(Beginning of SOURCE PASSAGE)

Serenity Through Swimming

tags: Unlocking Potential E-News

“I like to swim in the pool, really fast,” says Luke, 16, a student at Kennedy Krieger Institute’s Lifeskills and Education for Students with Autism and other Pervasive Behavioral Challenges (LEAP) Program.

Luke has autism spectrum disorder (ASD) and initially attended a public school with a program for kids with ASD. But with adolescence, he began displaying severe behaviors, making it difficult for him to continue attending the public school.

That’s when Luke enrolled in the LEAP Program, which offers a range of educational and therapeutic services for students with complex academic, communication, social and behavioral needs. Its curriculum includes swimming and aquatics—unusual for a special education program, and a big deal for Luke.

(End of SOURCE PASSAGE)

## WHAT THE TASK ASKS:
Pick up the swimming story at the point where it stops and carry on writing it.

(Beginning of STUDY MATERIAL)

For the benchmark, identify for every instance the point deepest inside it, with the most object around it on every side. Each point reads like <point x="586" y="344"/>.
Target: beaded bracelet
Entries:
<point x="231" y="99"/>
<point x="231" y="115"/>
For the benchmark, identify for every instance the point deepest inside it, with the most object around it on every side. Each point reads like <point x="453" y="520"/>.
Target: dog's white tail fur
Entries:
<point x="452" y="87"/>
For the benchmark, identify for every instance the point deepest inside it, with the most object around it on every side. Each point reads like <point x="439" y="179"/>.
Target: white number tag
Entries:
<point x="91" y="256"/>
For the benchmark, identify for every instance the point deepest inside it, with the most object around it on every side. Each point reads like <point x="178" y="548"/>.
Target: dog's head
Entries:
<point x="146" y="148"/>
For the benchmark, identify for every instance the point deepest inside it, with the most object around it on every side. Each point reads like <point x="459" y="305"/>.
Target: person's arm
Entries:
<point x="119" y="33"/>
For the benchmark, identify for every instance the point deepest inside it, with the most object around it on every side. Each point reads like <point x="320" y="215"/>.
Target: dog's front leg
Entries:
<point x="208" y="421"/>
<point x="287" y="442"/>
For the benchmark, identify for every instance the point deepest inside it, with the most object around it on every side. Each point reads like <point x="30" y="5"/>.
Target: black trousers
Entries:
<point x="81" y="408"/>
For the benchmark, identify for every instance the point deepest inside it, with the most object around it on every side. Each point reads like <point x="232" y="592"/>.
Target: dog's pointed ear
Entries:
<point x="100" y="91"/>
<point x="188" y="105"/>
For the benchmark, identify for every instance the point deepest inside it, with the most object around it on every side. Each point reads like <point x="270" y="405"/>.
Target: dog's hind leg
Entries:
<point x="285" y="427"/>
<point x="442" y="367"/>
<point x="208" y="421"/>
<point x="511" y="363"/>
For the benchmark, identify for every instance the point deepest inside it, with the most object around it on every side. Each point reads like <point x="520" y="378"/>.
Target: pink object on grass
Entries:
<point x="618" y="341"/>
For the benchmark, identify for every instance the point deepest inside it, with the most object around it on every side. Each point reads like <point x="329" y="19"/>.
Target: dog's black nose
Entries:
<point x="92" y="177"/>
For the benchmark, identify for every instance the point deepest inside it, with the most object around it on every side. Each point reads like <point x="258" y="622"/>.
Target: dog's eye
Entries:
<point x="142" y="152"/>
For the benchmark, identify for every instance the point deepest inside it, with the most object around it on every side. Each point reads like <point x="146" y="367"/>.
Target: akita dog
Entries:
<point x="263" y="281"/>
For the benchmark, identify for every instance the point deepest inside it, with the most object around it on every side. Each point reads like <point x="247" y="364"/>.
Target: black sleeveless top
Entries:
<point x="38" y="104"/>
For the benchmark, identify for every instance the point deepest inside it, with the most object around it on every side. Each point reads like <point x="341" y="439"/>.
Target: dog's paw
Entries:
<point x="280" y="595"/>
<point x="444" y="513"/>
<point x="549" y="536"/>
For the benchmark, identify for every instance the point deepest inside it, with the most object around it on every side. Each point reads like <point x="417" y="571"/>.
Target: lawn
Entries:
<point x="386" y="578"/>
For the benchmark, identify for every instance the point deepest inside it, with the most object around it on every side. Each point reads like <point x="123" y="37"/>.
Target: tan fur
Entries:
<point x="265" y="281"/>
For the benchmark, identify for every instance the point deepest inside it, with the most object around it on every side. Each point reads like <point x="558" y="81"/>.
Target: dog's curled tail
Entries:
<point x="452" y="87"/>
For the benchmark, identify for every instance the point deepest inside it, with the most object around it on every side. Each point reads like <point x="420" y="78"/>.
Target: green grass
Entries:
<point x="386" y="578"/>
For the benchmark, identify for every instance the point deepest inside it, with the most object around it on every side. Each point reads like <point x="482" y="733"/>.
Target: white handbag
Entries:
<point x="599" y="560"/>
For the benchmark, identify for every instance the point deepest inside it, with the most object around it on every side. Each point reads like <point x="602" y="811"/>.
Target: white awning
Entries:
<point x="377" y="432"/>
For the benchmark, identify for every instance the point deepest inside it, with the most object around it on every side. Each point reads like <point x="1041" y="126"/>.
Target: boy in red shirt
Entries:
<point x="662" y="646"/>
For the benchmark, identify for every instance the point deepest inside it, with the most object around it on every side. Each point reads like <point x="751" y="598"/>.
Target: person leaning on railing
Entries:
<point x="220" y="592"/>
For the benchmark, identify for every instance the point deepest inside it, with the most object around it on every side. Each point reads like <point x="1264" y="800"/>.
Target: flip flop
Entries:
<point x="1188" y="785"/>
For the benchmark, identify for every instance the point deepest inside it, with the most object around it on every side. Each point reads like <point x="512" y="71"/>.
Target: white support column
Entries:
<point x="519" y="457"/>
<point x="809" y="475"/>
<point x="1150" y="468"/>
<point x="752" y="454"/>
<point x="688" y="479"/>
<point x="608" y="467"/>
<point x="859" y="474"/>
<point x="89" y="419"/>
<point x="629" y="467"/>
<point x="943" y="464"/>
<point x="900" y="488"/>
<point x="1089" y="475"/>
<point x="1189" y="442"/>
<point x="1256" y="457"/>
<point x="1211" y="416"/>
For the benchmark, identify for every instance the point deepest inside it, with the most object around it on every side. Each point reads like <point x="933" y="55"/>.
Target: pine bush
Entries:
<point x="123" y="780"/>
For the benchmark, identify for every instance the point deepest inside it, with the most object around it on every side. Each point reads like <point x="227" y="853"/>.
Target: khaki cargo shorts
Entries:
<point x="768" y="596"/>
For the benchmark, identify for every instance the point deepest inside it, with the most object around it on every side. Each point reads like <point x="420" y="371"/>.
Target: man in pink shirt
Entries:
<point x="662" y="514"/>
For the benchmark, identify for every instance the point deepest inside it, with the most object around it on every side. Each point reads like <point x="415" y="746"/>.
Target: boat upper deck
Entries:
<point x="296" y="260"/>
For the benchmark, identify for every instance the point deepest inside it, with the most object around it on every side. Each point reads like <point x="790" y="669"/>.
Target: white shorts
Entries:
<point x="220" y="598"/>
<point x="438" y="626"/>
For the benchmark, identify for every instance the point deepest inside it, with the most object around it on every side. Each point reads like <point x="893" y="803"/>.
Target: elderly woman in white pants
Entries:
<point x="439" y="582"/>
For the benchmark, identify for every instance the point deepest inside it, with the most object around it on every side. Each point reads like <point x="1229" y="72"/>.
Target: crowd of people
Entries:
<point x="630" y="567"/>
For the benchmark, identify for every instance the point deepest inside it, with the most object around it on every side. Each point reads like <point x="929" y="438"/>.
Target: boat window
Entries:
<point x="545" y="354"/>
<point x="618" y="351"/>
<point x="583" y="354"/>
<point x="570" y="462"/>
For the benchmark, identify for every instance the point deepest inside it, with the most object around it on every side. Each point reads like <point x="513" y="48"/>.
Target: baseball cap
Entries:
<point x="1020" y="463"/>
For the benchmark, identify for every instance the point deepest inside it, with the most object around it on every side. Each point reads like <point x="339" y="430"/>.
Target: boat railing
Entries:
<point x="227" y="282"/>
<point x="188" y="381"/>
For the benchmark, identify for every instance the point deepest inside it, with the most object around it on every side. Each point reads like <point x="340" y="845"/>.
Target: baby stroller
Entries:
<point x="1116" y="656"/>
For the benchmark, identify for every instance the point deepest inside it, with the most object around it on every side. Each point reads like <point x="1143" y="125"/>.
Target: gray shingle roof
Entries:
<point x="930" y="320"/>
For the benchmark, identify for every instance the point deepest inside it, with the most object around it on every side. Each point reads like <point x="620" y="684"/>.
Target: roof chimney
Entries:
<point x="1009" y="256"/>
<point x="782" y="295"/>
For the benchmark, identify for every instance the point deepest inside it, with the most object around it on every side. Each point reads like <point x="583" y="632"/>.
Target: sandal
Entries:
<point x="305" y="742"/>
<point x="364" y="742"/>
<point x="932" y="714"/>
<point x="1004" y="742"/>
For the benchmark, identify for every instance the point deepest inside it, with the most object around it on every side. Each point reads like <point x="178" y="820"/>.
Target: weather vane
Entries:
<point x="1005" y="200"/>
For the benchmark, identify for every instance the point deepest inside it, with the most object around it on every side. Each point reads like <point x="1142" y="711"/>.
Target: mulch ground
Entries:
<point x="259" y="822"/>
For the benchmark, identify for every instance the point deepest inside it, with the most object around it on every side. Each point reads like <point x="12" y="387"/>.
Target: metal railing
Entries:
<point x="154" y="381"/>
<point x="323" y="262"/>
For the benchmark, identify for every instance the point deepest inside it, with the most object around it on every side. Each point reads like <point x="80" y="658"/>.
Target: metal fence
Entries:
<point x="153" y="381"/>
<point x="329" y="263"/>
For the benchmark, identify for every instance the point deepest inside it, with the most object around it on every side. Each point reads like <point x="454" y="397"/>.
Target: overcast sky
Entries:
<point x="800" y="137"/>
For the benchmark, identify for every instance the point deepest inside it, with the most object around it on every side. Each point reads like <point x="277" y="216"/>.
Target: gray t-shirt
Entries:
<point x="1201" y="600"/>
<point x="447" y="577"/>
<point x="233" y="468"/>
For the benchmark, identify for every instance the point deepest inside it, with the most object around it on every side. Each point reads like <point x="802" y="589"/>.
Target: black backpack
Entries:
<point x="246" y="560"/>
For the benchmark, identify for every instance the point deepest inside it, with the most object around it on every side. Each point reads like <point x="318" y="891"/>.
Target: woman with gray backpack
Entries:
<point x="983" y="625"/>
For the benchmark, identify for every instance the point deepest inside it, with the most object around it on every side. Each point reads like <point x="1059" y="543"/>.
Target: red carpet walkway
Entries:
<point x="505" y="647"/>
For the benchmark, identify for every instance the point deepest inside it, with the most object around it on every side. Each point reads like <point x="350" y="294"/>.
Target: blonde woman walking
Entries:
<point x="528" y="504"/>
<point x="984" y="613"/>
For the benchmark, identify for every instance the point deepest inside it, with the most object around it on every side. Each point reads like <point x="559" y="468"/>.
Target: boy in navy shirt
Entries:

(End of STUDY MATERIAL)

## EXPECTED ANSWER:
“Swimming has been a large part of Luke’s life for a long time now,” says James, Luke’s dad. “He actually taught himself to be an amazing swimmer. He loves every aspect of being in the pool, whether it’s splashing around in the shallow water, or diving down to the deepest parts of the deep end. We’re fortunate that we were able to find a school that has a pool that he can access.”

“There are several behavioral benefits for our students when they come down to swim,” explains LEAP Program aquatics and fitness coordinator Courtney McKearin. “For Luke, by coming to the LEAP school, and participating in the pool program, we were able to really establish a good routine for him that really works for him, and we’re seeing a decrease in the behaviors.”

And all of the LEAP Program’s students who participate in aquatics benefit from learning a very important life skill—swimming. “If they someday find themselves in water, they have the skills that they need in order to save their own lives,” McKearin says.

The LEAP Program pool dates to the 1980s, and was not designed to be accessible to students with learning differences. This summer, thanks to funds raised by generous donors, the pool is being rebuilt to make it more compatible with the needs of the program’s students.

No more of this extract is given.